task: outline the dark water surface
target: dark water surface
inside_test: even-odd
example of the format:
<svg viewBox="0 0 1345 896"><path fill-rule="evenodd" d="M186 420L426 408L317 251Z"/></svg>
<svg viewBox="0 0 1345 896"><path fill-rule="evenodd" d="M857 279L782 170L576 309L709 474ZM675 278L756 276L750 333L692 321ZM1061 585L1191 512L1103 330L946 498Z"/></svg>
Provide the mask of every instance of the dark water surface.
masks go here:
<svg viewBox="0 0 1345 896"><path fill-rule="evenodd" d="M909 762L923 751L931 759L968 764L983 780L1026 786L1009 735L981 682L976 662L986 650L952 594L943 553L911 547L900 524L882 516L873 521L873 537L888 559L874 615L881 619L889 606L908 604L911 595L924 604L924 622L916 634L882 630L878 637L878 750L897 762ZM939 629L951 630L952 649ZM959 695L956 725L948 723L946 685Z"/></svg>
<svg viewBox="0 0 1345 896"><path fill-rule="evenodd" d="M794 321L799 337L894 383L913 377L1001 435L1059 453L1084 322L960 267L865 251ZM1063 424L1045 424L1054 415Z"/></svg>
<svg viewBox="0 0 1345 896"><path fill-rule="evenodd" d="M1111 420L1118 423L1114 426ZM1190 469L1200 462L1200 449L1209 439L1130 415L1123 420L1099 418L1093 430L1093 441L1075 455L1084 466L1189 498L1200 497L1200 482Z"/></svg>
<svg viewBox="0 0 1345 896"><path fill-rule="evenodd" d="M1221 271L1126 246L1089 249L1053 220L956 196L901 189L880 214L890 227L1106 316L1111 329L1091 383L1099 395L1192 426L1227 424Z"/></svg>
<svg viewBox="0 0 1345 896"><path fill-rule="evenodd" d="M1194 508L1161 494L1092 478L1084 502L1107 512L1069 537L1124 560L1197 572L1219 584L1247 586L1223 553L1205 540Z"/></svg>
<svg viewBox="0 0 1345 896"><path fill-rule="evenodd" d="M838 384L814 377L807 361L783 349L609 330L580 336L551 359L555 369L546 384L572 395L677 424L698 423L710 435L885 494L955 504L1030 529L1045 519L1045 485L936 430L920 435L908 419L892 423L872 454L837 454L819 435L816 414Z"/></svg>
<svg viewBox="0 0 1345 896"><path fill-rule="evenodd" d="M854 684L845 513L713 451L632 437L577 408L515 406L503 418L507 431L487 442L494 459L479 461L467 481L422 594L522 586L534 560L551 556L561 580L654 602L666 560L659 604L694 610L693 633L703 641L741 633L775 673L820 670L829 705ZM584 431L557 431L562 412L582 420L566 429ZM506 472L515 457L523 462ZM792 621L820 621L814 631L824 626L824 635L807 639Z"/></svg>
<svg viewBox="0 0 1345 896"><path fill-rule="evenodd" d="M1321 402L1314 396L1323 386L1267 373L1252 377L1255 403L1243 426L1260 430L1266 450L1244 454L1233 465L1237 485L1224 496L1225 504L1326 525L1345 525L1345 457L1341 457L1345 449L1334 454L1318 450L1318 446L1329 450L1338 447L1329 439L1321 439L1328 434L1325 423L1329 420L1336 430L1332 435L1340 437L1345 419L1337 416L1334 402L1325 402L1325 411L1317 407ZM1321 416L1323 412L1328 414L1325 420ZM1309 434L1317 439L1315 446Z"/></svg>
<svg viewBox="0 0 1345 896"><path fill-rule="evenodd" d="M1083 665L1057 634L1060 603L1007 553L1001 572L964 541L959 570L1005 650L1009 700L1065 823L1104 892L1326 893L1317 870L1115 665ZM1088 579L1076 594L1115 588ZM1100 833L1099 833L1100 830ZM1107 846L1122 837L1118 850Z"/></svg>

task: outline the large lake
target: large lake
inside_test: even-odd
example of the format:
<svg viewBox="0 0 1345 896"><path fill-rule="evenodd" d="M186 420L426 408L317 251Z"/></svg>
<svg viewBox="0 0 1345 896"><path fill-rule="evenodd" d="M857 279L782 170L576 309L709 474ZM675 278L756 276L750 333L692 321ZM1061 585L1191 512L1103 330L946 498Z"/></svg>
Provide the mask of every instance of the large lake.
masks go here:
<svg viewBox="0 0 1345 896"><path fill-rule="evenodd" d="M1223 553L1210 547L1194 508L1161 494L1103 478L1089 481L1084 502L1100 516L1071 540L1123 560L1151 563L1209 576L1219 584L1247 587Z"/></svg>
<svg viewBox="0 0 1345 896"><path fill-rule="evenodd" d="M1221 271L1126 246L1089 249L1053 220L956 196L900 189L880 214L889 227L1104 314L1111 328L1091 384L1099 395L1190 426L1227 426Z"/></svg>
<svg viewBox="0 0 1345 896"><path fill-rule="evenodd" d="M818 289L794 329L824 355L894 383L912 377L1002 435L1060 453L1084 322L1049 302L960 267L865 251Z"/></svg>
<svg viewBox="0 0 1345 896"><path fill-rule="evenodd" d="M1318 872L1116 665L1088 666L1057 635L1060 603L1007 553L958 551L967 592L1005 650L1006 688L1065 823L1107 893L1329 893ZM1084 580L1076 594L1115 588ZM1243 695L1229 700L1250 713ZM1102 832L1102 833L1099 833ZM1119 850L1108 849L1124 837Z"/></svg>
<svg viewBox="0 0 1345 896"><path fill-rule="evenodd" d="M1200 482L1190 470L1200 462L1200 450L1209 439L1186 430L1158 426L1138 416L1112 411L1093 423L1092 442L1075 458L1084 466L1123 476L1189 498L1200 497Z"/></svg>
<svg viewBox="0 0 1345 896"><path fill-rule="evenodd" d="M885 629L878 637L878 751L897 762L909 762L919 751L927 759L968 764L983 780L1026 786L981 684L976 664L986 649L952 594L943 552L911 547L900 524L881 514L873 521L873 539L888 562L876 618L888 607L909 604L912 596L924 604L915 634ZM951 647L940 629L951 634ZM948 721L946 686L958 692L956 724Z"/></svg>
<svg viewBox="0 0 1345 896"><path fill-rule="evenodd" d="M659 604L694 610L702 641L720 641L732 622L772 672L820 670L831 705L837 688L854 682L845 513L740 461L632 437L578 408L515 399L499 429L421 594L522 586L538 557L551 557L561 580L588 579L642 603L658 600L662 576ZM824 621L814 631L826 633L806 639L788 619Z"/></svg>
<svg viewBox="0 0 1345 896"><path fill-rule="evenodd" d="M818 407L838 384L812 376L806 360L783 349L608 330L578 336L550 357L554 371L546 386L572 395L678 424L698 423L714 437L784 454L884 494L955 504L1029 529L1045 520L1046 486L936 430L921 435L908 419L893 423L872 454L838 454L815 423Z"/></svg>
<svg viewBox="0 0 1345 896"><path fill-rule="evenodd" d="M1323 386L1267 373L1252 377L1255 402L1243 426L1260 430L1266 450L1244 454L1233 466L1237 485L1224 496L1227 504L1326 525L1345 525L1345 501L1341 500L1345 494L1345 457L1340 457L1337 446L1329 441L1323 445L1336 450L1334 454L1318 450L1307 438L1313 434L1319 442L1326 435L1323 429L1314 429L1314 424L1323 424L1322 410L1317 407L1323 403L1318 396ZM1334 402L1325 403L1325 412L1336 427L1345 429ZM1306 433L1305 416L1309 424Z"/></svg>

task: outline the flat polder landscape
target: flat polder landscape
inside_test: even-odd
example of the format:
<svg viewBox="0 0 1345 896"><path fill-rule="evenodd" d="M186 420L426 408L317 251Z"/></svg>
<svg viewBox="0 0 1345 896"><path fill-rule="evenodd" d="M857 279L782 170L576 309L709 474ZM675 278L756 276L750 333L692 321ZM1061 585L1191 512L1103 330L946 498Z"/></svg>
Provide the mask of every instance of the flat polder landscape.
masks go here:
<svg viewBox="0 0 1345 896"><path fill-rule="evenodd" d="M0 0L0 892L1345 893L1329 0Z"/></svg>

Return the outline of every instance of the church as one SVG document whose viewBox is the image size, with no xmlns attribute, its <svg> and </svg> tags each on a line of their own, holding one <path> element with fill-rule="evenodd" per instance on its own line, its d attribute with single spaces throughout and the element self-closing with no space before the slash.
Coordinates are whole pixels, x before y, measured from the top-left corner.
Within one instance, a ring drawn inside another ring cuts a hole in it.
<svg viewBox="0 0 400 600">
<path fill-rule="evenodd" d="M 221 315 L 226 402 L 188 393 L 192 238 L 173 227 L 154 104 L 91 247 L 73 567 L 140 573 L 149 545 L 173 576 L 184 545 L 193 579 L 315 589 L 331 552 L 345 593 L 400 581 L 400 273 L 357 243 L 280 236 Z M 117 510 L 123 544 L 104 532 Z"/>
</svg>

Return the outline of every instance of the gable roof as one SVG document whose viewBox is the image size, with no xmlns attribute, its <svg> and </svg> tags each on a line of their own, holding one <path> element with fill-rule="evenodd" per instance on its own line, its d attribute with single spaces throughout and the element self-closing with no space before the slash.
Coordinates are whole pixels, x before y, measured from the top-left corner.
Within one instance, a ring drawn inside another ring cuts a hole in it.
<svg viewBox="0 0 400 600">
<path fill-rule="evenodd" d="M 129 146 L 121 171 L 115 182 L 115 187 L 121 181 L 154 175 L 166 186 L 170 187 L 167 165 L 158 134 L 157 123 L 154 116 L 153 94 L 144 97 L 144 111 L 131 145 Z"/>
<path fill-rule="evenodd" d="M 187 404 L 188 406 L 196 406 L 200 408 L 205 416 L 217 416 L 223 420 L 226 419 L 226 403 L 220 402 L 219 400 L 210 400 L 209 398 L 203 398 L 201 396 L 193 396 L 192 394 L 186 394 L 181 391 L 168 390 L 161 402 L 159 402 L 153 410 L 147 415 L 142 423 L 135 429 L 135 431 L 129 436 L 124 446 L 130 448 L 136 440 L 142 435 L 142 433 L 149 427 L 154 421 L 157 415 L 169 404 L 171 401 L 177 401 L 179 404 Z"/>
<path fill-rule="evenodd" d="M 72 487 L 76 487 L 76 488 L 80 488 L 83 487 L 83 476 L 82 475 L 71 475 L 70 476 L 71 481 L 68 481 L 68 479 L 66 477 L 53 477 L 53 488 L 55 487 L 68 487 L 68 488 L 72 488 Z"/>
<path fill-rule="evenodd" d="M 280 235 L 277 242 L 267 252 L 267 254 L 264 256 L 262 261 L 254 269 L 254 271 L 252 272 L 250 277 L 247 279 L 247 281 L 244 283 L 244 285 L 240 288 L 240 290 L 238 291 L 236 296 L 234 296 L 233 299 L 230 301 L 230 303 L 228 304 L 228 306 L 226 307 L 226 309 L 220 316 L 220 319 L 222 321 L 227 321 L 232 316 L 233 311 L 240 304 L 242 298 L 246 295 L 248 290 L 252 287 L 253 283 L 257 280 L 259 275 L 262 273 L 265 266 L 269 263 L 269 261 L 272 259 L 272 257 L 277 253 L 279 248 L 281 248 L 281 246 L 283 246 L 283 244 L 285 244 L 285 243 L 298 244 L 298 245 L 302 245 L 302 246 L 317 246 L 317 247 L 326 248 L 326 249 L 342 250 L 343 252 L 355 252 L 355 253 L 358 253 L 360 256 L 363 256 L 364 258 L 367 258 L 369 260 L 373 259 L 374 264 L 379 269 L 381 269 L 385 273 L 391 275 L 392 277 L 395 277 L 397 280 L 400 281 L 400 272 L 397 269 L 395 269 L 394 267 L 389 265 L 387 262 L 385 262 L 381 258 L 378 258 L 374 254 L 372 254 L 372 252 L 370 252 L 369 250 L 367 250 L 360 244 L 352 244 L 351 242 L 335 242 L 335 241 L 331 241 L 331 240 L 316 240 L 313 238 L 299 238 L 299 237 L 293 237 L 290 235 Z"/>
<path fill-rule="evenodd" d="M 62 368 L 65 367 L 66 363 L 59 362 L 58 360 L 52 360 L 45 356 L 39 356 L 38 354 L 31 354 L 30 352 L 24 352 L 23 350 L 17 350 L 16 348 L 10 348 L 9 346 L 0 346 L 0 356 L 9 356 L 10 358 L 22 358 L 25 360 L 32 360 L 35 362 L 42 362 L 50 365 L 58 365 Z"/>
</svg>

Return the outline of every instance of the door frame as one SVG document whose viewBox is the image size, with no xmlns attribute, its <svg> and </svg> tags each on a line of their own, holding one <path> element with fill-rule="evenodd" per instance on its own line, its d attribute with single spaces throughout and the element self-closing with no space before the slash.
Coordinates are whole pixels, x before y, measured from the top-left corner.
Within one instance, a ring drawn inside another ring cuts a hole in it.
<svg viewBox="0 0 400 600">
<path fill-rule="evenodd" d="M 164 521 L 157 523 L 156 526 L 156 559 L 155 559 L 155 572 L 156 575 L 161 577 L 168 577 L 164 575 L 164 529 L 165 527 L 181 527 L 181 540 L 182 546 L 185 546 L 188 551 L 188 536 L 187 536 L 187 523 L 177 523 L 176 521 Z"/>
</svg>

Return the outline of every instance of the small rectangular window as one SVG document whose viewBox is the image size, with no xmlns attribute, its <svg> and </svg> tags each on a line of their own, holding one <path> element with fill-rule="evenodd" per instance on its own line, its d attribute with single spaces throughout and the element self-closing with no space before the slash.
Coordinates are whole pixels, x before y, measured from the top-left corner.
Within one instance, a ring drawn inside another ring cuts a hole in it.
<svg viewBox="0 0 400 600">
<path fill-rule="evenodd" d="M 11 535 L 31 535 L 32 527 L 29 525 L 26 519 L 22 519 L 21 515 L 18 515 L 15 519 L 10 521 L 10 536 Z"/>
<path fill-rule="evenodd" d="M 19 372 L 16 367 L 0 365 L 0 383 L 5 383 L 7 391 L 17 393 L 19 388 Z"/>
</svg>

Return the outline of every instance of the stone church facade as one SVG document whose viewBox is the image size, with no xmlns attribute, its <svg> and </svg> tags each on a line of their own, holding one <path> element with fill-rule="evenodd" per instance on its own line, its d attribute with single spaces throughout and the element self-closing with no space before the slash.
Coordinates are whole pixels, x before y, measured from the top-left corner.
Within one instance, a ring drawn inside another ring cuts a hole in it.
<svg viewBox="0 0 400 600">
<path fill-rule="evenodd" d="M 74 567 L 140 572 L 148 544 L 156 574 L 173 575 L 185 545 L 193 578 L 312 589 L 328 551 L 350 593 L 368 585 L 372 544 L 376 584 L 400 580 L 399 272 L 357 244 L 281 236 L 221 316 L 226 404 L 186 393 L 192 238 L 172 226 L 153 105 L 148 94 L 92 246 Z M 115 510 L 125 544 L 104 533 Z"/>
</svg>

Given request: Please copy the material again from the line with "Return the outline of every instance of the stone" through the end of the material, switching "whole pixels" to "integer pixels" and leaving everything else unchanged.

Problem solution:
Return the outline of every instance of the stone church facade as one SVG document whose viewBox is the image size, with no xmlns attribute, its <svg> and </svg> tags each on a line of their own, holding one <path> element with fill-rule="evenodd" per instance on its own line, its d attribute with single spaces throughout and the element self-closing with no space before the slash.
Coordinates are integer pixels, x before y, measured from the top-left corner.
Within one instance, a ring drawn inside another ring cuts a hole in it.
<svg viewBox="0 0 400 600">
<path fill-rule="evenodd" d="M 74 567 L 140 572 L 148 544 L 156 574 L 173 575 L 185 545 L 193 578 L 312 589 L 328 551 L 350 593 L 368 585 L 372 544 L 376 584 L 400 580 L 399 272 L 357 244 L 281 236 L 221 316 L 226 404 L 186 393 L 192 238 L 172 226 L 153 105 L 148 94 L 92 246 Z M 115 510 L 125 544 L 104 533 Z"/>
</svg>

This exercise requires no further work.